» **SELECTED TEXT**:
——————————

# Early season



## jean marie (Mar 17, 2015)

How early in the season have morels been found in northern Arkansas? I live in Marion County. I see on the Weather Channel app. that daytime temperatures will be in the 70's but the nights will be in the mid to high 40's in the weeks to come. Last year I found my first morel around the first week of April. The Arkansas Mycological Society sent their newsletter out already to begin this years forays. The first foray (in central Arkansas) being the weekend of March 19th if all goes well. Any input from personal experiences would be greatly appreciated as I was a week too late in many places I hunted last year. I did however crumble all the aged morels I did find and scattered them on the ground. All this rain forecasted for the next two weeks will surely be a blessing. Thank you all. Have a blessed day.


----------



## arkanshrooms (Mar 17, 2015)

Hey Jean, I think it will be one to two weeks earlier this year. My buddy has already found Gyromitra and Devil's Urn this week. There are tiny morels up already in the Red River valley of Oklahoma. We may be able to pick morels by the 26th of March. I really don't expect them as soon as the 19th, when the first foray is scheduled. I hope you come down for the foray.


----------



## jean marie (Mar 17, 2015)

Well I'm waiting on Jay to let us know whether the first will be 3/19, 3/26, or 4/2. I will certainly attend whichever date he decides. Thank you for your response.


----------



## arkanshrooms (Mar 17, 2015)

Cool, I'm sure I'll see you at the foray. With all this rain, I bet we get good mushrooms soon.


----------



## jean marie (Mar 17, 2015)

I'm hopeful lol
See you there


----------



## jean marie (Mar 17, 2015)

Well no foray this weekend, just in case you haven't heard.


----------



## arkanshrooms (Mar 17, 2015)

I heard. We found a good amount of early Black Morels under Wild Cherry trees yesterday and one lonely Yellow!


----------



## jean marie (Mar 17, 2015)

Wild cherry?? Wow.....I guess I just need to look everywhere! What county did you find them in? Just wondering how close to Marion County? I found some gyromitra and devils urn yesterday. I got excited finding them lol, just knowing it's getting close.


----------



## keshma (Jun 9, 2016)

yay and great


----------

——————————

» **OBJECTIVE A**: According to the morel thread, under what kind of trees did arkanshrooms find early Black Morels?
» **OBJECTIVE B**: Locate every line of the listing that contains the string "swimming", and copy each of those lines.
The listing that follows the morel thread has no connection to it.

——————————

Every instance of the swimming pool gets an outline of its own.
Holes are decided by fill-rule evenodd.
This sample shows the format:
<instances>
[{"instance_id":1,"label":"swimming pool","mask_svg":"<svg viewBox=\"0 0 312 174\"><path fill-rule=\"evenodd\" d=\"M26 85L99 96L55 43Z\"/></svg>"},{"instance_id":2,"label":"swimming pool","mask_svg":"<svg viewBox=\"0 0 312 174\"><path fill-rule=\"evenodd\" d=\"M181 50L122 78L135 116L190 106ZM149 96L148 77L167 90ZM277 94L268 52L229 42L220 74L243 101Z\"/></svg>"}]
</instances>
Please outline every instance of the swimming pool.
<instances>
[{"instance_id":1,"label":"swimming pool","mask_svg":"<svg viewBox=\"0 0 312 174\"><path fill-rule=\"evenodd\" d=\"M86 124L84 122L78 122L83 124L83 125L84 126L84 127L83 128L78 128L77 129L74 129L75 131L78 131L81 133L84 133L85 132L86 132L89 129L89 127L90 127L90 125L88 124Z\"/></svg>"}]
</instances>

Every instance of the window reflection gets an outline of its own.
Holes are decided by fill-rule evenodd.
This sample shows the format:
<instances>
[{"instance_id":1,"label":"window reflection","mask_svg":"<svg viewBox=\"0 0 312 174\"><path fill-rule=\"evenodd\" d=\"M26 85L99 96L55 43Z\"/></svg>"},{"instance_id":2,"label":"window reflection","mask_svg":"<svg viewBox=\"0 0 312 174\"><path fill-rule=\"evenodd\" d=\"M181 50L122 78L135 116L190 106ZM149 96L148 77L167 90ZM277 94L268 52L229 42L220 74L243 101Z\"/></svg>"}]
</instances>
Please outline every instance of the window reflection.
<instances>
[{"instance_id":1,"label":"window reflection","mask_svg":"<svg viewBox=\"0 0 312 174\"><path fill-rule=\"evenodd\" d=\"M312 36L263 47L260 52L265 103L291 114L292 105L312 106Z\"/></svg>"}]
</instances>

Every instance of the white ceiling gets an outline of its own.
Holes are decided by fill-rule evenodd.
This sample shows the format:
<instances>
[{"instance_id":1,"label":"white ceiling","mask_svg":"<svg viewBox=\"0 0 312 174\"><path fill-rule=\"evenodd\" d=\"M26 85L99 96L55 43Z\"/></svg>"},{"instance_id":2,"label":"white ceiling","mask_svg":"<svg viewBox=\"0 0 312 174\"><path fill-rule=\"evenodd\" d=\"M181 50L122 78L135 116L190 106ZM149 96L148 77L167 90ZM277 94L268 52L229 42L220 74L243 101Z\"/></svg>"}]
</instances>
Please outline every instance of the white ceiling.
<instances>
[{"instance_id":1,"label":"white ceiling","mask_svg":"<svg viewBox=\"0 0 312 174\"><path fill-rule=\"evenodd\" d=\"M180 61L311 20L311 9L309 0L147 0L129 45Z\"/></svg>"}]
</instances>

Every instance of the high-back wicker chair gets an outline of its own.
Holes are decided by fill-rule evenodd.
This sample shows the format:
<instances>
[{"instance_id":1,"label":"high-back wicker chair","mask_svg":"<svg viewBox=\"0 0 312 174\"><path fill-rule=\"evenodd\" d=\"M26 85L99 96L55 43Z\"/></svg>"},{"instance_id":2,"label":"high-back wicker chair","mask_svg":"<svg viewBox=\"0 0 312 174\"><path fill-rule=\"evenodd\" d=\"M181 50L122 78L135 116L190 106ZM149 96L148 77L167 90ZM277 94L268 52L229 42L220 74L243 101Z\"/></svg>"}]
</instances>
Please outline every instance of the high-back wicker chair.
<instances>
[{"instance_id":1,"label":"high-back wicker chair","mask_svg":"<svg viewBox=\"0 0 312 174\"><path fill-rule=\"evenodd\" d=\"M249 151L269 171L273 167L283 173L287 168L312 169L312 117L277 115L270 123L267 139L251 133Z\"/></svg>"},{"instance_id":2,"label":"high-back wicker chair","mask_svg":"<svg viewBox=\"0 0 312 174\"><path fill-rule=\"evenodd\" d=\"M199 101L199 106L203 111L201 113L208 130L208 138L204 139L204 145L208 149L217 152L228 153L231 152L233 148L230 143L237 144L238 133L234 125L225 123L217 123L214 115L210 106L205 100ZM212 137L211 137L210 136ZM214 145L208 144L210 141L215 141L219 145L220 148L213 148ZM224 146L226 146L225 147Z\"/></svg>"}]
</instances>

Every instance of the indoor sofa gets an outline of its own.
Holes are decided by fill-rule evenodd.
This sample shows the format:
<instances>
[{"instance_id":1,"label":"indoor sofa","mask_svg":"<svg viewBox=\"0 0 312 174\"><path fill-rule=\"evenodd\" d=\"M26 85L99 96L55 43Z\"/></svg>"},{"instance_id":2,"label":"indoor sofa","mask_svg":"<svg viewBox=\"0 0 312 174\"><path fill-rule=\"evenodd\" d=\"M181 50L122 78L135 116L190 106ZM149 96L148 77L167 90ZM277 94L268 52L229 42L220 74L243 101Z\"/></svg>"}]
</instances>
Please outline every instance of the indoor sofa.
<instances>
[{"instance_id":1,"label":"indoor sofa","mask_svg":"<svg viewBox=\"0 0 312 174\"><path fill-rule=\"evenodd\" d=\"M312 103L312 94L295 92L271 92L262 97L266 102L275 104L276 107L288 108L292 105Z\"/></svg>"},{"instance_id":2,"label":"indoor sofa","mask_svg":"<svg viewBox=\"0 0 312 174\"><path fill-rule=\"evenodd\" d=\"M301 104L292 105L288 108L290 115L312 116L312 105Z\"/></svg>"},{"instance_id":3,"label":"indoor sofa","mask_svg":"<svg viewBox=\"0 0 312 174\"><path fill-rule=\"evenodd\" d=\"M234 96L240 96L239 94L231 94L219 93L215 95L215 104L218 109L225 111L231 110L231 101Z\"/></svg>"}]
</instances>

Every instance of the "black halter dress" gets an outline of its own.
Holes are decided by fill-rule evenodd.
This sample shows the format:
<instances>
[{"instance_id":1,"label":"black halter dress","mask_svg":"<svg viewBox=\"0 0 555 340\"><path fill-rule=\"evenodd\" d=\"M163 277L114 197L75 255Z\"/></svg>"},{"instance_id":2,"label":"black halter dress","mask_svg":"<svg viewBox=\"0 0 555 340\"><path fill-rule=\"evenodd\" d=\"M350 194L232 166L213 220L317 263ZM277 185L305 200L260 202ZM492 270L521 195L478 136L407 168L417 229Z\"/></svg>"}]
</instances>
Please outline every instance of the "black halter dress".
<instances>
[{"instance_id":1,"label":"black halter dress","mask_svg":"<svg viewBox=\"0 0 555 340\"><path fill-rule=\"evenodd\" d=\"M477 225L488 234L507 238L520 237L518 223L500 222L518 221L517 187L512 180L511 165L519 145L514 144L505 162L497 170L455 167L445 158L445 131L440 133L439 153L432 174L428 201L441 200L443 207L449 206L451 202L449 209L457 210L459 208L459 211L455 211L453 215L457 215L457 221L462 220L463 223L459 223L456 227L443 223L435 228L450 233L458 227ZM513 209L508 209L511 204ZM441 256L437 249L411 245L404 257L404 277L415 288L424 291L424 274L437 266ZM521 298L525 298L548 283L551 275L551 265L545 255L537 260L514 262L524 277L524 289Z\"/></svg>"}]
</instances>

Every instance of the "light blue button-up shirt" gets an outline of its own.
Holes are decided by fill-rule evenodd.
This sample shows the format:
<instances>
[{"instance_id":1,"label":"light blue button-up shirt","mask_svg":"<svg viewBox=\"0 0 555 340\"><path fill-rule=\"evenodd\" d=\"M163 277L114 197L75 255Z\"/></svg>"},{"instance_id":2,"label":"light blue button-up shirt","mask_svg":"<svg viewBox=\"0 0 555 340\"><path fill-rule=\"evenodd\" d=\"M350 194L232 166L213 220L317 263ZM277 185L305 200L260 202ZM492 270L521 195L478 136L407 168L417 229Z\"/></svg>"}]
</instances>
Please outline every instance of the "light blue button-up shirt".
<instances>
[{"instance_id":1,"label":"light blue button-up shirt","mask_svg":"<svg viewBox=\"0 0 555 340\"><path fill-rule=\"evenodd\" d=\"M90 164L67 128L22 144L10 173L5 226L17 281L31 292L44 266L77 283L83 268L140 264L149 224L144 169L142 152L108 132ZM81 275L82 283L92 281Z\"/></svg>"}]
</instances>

——————————

» **WRITTEN REPLY A**: Wild Cherry trees.

» **WRITTEN REPLY B**:
Every instance of the swimming pool gets an outline of its own.
[{"instance_id":1,"label":"swimming pool","mask_svg":"<svg viewBox=\"0 0 312 174\"><path fill-rule=\"evenodd\" d=\"M26 85L99 96L55 43Z\"/></svg>"},{"instance_id":2,"label":"swimming pool","mask_svg":"<svg viewBox=\"0 0 312 174\"><path fill-rule=\"evenodd\" d=\"M181 50L122 78L135 116L190 106ZM149 96L148 77L167 90ZM277 94L268 52L229 42L220 74L243 101Z\"/></svg>"}]
Please outline every instance of the swimming pool.
[{"instance_id":1,"label":"swimming pool","mask_svg":"<svg viewBox=\"0 0 312 174\"><path fill-rule=\"evenodd\" d=\"M86 124L84 122L78 122L83 124L83 125L84 126L84 127L83 128L78 128L77 129L74 129L75 131L78 131L81 133L84 133L85 132L86 132L89 129L89 127L90 127L90 125L88 124Z\"/></svg>"}]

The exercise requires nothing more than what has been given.